Copy every one of the records below verbatim, leaving out the pictures.

== Task data

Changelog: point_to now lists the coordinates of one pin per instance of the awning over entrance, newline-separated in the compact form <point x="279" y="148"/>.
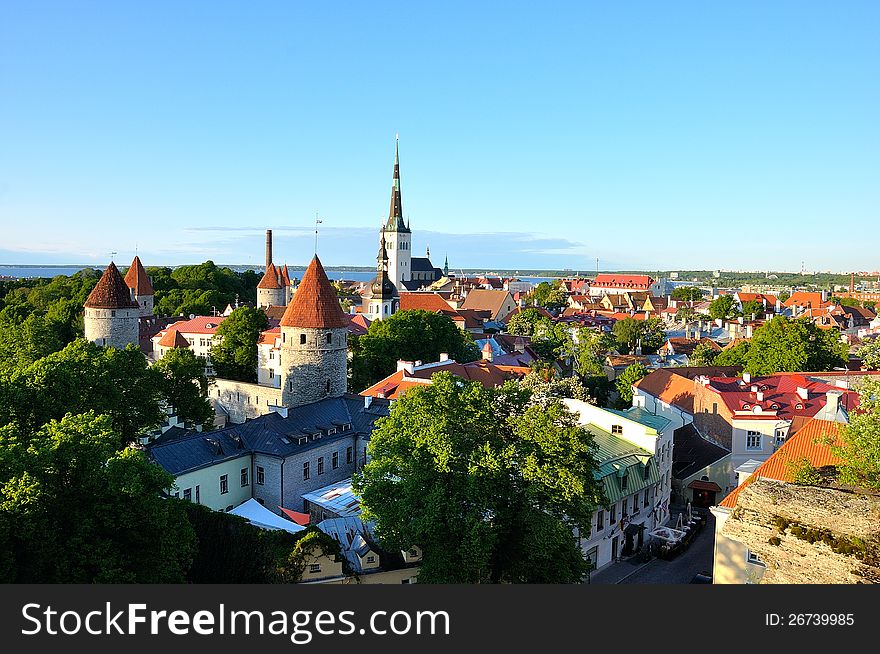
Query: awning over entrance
<point x="710" y="486"/>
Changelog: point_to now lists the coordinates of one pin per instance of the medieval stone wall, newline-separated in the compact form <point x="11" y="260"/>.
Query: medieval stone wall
<point x="777" y="521"/>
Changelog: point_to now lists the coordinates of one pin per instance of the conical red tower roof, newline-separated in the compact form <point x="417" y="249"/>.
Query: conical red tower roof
<point x="270" y="278"/>
<point x="111" y="292"/>
<point x="136" y="278"/>
<point x="314" y="304"/>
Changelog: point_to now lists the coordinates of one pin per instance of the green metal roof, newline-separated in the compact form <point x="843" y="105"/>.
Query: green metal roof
<point x="618" y="458"/>
<point x="646" y="418"/>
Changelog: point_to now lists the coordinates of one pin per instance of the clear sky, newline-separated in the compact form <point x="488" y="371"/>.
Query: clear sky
<point x="652" y="135"/>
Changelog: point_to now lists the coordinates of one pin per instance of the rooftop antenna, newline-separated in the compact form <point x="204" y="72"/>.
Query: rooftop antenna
<point x="317" y="222"/>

====

Response to the task:
Changelog: point_to now lists the coordinates of one pin per instance of the awning over entrance, newline-separated in the compact form <point x="279" y="148"/>.
Query: awning over entrance
<point x="710" y="486"/>
Changelog: point_to now lists the coordinates of one pin per instance of the medieval stone wall, newline-separated in the compact form <point x="11" y="260"/>.
Query: medieval stone wall
<point x="777" y="521"/>
Changelog: point_to now lists the coordinates of one pin per instance of the conical red tower roof, newline-separated in the compact form <point x="417" y="249"/>.
Query: conical red tower roof
<point x="270" y="278"/>
<point x="111" y="292"/>
<point x="136" y="278"/>
<point x="314" y="304"/>
Changelog: point_to now lists the coordinates of one pin per instance of the green metal roof, newline-separated in the compact form <point x="843" y="105"/>.
Query: green metal roof
<point x="618" y="458"/>
<point x="646" y="418"/>
Changelog: point_to now lists the coordinates of one pin per instance of the clear sky, newline-separated in the compact form <point x="488" y="371"/>.
Query: clear sky
<point x="652" y="135"/>
Changelog: point_to now lists the coordinates of one pin per instance of the rooftop antenna, newline-separated in the compact form <point x="204" y="72"/>.
Query: rooftop antenna
<point x="317" y="222"/>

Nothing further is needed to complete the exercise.